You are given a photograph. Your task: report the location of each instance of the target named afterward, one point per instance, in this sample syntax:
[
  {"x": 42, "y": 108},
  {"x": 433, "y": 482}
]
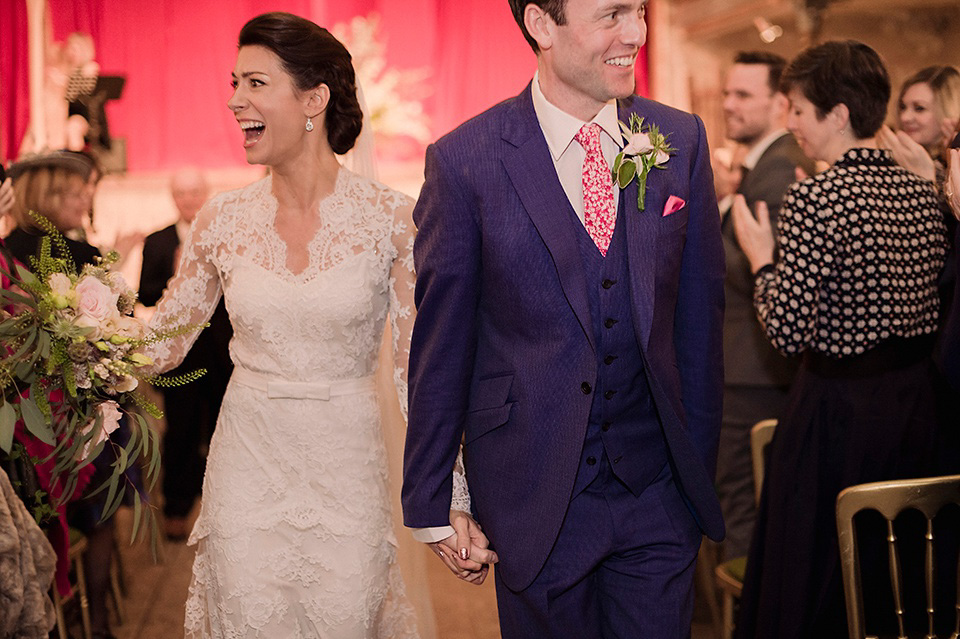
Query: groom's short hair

_ _ _ _ _

--- WHAT TO WORK ON ---
Set down the data above word for word, leaving every picture out.

--- TASK ANSWER ---
You are given a photograph. Your task: report the location of each instance of the target named afterward, one point per instance, in this sample syntax:
[
  {"x": 42, "y": 108},
  {"x": 433, "y": 482}
]
Query: groom's short hair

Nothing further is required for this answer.